INSTRUCTIONS
A) Write out the passage about Judge Kyle starting at "Off the bench, he" and ending at "District Court judge.", substituting "sports" for "politics".
B) Answer these questions using the passage about Judge Kyle:
(i) What nickname did Kyle's friends and colleagues call him?
(ii) In what year did Kyle retire?
(iii) What renovation did Kyle lead, and in what years?

PASSAGE FOR REVIEW
----
He was a no-nonsense judge who expected attorneys to show up on time, keep their questions of witnesses on point and not waste the jurors' time. He also had the reputation of treating both sides fairly.
Senior U.S. District Judge Richard H. Kyle, who was known as "Sarge" to his friends and colleagues, did not "brook a lot of shenanigans," recalls Anita Terry, who clerked for him in 1999 and 2000.
"He put the fear of God in the lawyers," she said. "He liked lawyers but he expected a lot out of them."
Off the bench, he was "warm and sunny" to his staff and liked to chat about the news and politics or episodes of "Seinfeld," Terry said.
Kyle, a Twin Cities federal judge for 25 years until his 2017 retirement, died Tuesday at the age of 84. The cause was complications from Alzheimer's, said his son, Richard H. Kyle Jr., a Ramsey County District Court judge.
The elder Kyle presided over some of the biggest federal cases of his era including the criminal prosecution of renowned Twin Cities surgeon John Najarian, the fraud trial of Tom Petters and the defamation trial involving former Minnesota Gov. Jesse Ventura.
"He was one of the leaders on the [federal] court," said Chief Minnesota U.S. District Judge John Tunheim. Kyle led the 2006-2007 renovation of the federal courthouse in St. Paul, Tunheim said.
U.S. District Judge Joan Ericksen was a veteran assistant U.S. attorney when she appeared before him in the first trial that Kyle conducted after he became a judge in 1992.
----
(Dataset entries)
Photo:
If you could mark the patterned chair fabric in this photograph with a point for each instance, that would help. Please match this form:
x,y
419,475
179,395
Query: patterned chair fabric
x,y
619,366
----
SOLUTION LIST
A)
Off the bench, he was "warm and sunny" to his staff and liked to chat about the news and sports or episodes of "Seinfeld," Terry said.
Kyle, a Twin Cities federal judge for 25 years until his 2017 retirement, died Tuesday at the age of 84. The cause was complications from Alzheimer's, said his son, Richard H. Kyle Jr., a Ramsey County District Court judge.

B)
(i) "Sarge"
(ii) 2017
(iii) The renovation of the federal courthouse in St. Paul, in 2006-2007